▼▼▼

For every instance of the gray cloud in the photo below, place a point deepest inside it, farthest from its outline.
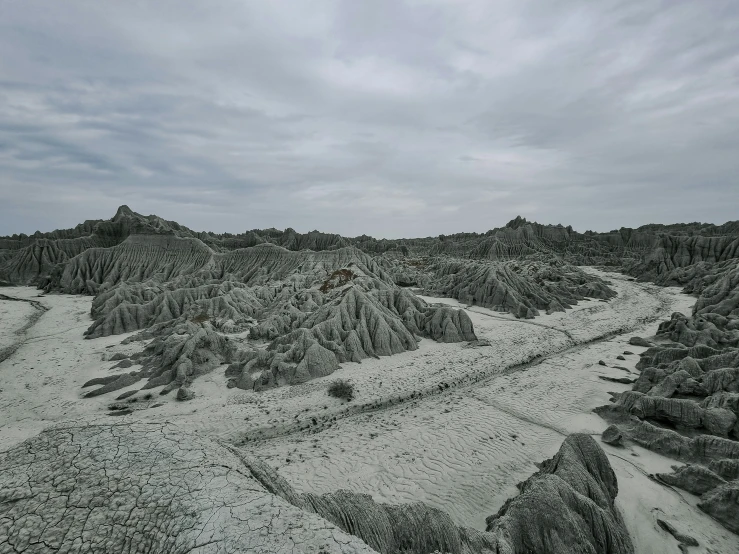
(391, 118)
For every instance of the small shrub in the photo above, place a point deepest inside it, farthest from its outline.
(341, 389)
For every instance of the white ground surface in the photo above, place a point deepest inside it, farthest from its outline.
(453, 426)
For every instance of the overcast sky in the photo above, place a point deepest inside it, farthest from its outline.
(386, 117)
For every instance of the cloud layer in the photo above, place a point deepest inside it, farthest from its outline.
(388, 118)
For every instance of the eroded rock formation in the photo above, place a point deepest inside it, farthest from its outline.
(153, 488)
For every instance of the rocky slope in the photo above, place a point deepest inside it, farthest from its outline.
(685, 402)
(278, 314)
(150, 487)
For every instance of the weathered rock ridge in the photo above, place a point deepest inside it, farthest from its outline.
(153, 488)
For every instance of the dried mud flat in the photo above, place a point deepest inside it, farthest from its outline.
(451, 425)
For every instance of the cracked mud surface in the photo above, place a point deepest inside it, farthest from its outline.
(460, 448)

▲▲▲

▶ Written instruction:
Working from the material above, transcribe it exactly while omitting pictures.

▶ Right answer:
For every instance of the gray cloud in the photo below, place a point deepest inside it, farthest from its outline.
(391, 118)
For every instance of the small shrub in the photo above, place a point deepest inside it, farthest from its outline.
(341, 389)
For every instance of the white ground surface in the photo above, place a point deepest inside it, farthest from its outline.
(453, 426)
For every instance of the overcast sky in the photo above, place a point deepest inside it, farthest from its outline.
(386, 117)
For every instance of the cloud layer in the photo above, place a point deepest inside it, farthest from its outline.
(388, 118)
For every instance of the eroded rock formation in the photo above, place a point deepest inside it, farthest from its outline.
(153, 488)
For every instance of the rocky slope in the photo above, place a point deepest inside it, farthest from its outline.
(685, 402)
(278, 314)
(150, 487)
For every instance of the weathered rock ridge in the photo above, place a point deepest inside it, farthest from its outline.
(153, 488)
For every instance of the dried mud flat in the photo above, place a point deepest inside it, farthest from its outline.
(451, 425)
For every instance of the cracked mud surface in the photo above, place a point deepest inside it, farthest from its outline.
(460, 448)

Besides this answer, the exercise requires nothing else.